Given task — Reproduce each of the records below word for word, with nothing changed.

Excerpted records —
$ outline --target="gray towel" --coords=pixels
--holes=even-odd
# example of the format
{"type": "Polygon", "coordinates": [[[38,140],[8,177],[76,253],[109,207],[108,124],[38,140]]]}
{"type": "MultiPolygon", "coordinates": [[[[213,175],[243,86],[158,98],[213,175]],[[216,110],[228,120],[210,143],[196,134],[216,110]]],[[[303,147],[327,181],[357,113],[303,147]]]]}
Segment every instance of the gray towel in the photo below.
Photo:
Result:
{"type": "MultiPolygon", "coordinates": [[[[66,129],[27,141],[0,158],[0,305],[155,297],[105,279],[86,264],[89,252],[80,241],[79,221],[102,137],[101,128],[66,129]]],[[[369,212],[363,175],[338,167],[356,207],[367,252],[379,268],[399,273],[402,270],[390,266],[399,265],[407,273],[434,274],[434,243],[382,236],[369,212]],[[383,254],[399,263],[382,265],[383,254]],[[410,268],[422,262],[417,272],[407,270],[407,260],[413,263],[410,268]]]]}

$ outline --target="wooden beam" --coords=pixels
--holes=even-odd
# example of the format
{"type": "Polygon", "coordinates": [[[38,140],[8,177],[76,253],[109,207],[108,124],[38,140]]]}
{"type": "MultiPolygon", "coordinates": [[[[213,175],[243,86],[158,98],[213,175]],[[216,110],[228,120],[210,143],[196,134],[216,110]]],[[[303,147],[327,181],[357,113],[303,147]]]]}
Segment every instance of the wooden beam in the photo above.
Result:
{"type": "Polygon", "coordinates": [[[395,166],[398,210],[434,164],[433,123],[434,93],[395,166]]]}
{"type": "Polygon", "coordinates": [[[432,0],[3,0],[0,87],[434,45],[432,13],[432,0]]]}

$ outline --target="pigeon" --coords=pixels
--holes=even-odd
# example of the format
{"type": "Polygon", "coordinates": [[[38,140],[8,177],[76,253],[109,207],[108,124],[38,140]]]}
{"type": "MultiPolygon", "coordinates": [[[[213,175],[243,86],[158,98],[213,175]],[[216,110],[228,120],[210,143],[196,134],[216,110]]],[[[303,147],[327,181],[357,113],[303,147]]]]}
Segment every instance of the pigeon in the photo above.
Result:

Answer —
$ outline --target="gray towel" --coords=pixels
--holes=even-odd
# example of the format
{"type": "Polygon", "coordinates": [[[38,140],[8,177],[76,253],[109,207],[108,124],[38,140]]]}
{"type": "MultiPolygon", "coordinates": [[[[213,175],[243,86],[158,98],[213,175]],[[216,110],[228,120],[210,143],[196,134],[216,110]]],[[[303,147],[327,181],[357,113],[303,147]]]]}
Segment every instance of the gray towel in the photo below.
Photo:
Result:
{"type": "MultiPolygon", "coordinates": [[[[66,129],[27,141],[0,158],[0,305],[155,297],[105,279],[86,264],[89,252],[80,241],[79,221],[102,137],[101,128],[66,129]]],[[[369,212],[363,175],[338,167],[356,207],[367,252],[379,268],[399,273],[402,270],[390,266],[399,265],[407,273],[434,274],[434,243],[382,236],[369,212]],[[383,254],[399,263],[382,265],[383,254]],[[410,268],[422,262],[417,272],[407,270],[407,260],[413,263],[410,268]]]]}

$ outline --target="wooden beam" --coords=pixels
--holes=even-odd
# example of the format
{"type": "Polygon", "coordinates": [[[38,140],[8,177],[76,253],[109,207],[108,124],[38,140]]]}
{"type": "MultiPolygon", "coordinates": [[[[213,175],[243,86],[158,98],[213,175]],[[216,110],[228,120],[210,143],[196,134],[216,110]]],[[[303,147],[327,181],[357,113],[303,147]]]]}
Segment every instance of the wooden beam in the photo above.
Result:
{"type": "Polygon", "coordinates": [[[395,166],[398,210],[434,164],[433,123],[434,93],[395,166]]]}
{"type": "Polygon", "coordinates": [[[432,0],[3,0],[0,87],[434,45],[432,13],[432,0]]]}

$ outline --target="pigeon" --coords=pixels
--holes=even-odd
# example of the format
{"type": "Polygon", "coordinates": [[[38,140],[8,177],[76,253],[109,207],[108,124],[38,140]]]}
{"type": "MultiPolygon", "coordinates": [[[[213,175],[243,86],[158,98],[213,175]],[[216,110],[228,120],[210,143],[196,134],[216,110]]],[[[303,147],[327,181],[357,113],[303,147]]]]}
Segment every instance of the pigeon in the photo above.
Result:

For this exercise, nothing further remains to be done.